== Passage to read
Paul Greenberg (essayist)
Paul Greenberg (born 1967) is an American author and essayist. Since 2005 Greenberg has written regularly for the New York Times in the Magazine, Book Review and Opinion sections, focusing on fish, aquaculture and the future of the ocean.[1]
His book, Four Fish: The Future of the Last Wild Food, was published in 2010 by Penguin Press on July 15,[2] and has entered the New York Times Best Selling Hard Cover List as of August 13.[3] In addition to its commercial success the book received wide critical acclaim, most notably on the cover of the New York Times Book Review by the Times' restaurant critic Sam Sifton[4] "a necessary book," Sifton wrote, "for anyone truly interested in what we take from the sea to eat, and how". Four Fish also formed the basis of a 2011 cover story of Time magazine.[5] "Fish are the last wild food" wrote the Time editors, echoing Four Fish's subtitle, "but our oceans are being picked clean. Can farming fish take the place of catching them?"
====
== Data entries
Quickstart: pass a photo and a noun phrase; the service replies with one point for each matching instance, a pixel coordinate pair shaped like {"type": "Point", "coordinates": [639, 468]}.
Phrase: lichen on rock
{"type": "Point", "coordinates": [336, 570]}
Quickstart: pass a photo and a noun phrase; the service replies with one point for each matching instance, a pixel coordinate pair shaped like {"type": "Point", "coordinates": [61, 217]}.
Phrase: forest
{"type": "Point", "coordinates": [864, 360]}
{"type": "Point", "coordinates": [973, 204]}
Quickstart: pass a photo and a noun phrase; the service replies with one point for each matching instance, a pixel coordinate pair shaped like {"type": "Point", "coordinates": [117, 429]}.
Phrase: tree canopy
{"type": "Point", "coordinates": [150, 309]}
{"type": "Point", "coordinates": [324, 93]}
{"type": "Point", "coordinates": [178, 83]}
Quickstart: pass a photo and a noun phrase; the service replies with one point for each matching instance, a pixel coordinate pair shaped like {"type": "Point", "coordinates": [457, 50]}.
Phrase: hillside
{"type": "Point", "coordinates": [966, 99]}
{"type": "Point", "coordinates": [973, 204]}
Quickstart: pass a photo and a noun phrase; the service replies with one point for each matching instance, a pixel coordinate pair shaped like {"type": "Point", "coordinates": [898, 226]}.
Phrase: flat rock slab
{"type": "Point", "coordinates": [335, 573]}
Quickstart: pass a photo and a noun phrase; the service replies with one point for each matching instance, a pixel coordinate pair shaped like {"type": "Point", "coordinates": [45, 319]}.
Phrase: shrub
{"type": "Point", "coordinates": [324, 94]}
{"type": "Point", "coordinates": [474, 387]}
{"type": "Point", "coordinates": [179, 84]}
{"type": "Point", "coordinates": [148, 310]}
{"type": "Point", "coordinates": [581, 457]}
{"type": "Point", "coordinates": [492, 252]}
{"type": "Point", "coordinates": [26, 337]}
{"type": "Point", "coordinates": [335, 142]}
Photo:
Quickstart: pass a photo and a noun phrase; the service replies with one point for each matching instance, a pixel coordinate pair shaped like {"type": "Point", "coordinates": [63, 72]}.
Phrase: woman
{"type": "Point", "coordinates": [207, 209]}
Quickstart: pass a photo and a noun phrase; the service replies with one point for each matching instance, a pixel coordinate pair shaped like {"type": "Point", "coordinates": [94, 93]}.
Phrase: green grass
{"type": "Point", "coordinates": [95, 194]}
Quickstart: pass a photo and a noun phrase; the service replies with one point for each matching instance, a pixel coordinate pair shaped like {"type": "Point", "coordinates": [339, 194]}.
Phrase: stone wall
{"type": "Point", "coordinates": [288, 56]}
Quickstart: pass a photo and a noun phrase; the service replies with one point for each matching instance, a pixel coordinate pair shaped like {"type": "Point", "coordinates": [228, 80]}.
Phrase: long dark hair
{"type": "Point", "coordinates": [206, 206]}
====
Write a continuation of the text about the essayist Paul Greenberg, starting after its last sentence. The records have no connection to the text about Paul Greenberg.

Greenberg has been both a National Endowment for the Arts Literature Fellow[6] and a W.K. Kellogg Foundation Food and Society Policy Fellow.[7] He currently lives in New York City
In 2011 Greenberg won the James Beard Award for Writing and Literature for Four Fish and he now lectures[8] widely throughout North America.
In addition to his nonfiction work, Greenberg is also a novelist. His 2002 novel Leaving Katya about the collapse of a Russian-American marriage was a Barnes & Noble Discover Great New Writers selection.[9]
References
External links
- Paul Greenberg interviewed on Fresh Air
- New York Times Magazine review of "Four Fish"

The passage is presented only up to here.